(Page text)
━━━━━━━━━━

Existing research on federated learning (FL) for XSS detection remains scarce. The most relevant work by Jazi & Ben-Gal [2] investigated FL’s privacy-preserving properties using simplified setups and traditional models (e.g., MLP, KNN). Their non-IID configuration assumes an unrealistic “all-malicious vs. all-benign” client split, and evaluation is conducted separately on a handcrafted text-based XSS dataset [57] and the CICIDS2017 intrusion dataset [28]. However, they do not consider data heterogeneity or OOD generalisation. Still, the dataset [57] they selected is structurally rich and thus serves as a suitable OOD test dataset in our experiments (see Section 3.2).
Heterogeneity in datasets remains a significant challenge for XSS detection [14,15,39,61]. The absence of standardized datasets, particularly in terms of class variety and sample volume, can have a substantial impact on the decision boundaries learned by detection models [60,64]. Most existing studies, including [3,4,5,10], attempt to address this issue through labor-intensive manual processing, aiming to ensure strict control over data quality, feature representation, label consistency, and class definitions.

━━━━━━━━━━

(Given data)
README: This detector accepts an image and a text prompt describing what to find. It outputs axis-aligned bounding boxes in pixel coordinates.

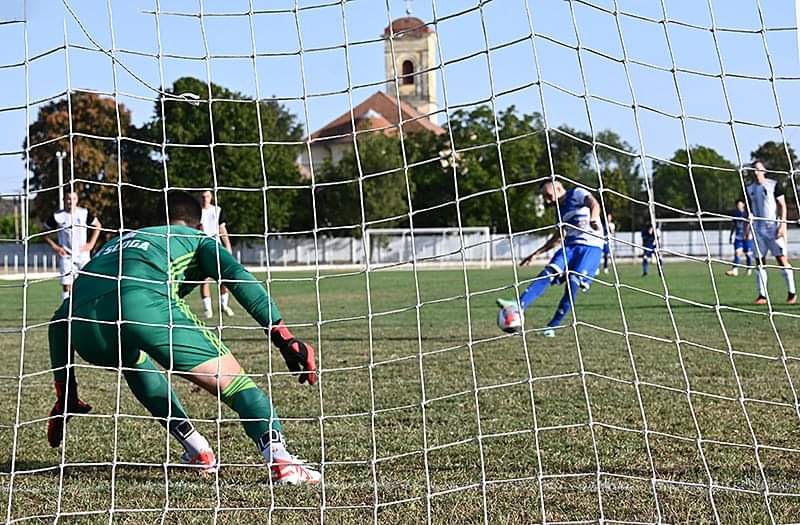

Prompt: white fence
[0,227,800,273]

━━━━━━━━━━

Please go on with the passage about federated learning for XSS detection, starting right after its final sentence.

However, we argue that complete reliance on manual curation often fails to reflect real-world conditions. In practical cybersecurity scenarios, data imbalance is both common and inevitable, especially regarding the ratio and diversity of attack versus non-attack samples [60,61,62]. This often results in pronounced structural and categorical divergence between positive and negative classes. For example, commonly used XSS filters frequently over-filter benign inputs [63], indicating a mismatch between curated datasets and actual deployment environments.
In light of these challenges, federated learning demonstrates strong potential. It enables models to share decision boundaries through privacy-preserving aggregation [33,56], offering an effective alternative to centralized data collection and manual intervention.
Meanwhile, we argue that findings from FL research on malicious URL detection [9,37] are partially transferable to XSS detection. Although some malicious URLs may embed XSS payloads, the two tasks differ in semantic granularity, execution contexts, and structural variability. Given their shared challenges like class imbalance, distribution shift, and non-IID data, we think FL techniques proven effective for URL detection offer a reasonable foundation for XSS adaptation.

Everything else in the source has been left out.